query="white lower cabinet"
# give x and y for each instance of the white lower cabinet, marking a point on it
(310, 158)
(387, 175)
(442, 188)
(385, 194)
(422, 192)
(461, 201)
****
How to complete this task — Retype the material in full, character for character.

Answer to the exercise —
query="white lower cabinet"
# give x and y for each instance of the white lower cabinet, marking a point on it
(310, 158)
(387, 175)
(442, 188)
(385, 194)
(422, 192)
(461, 201)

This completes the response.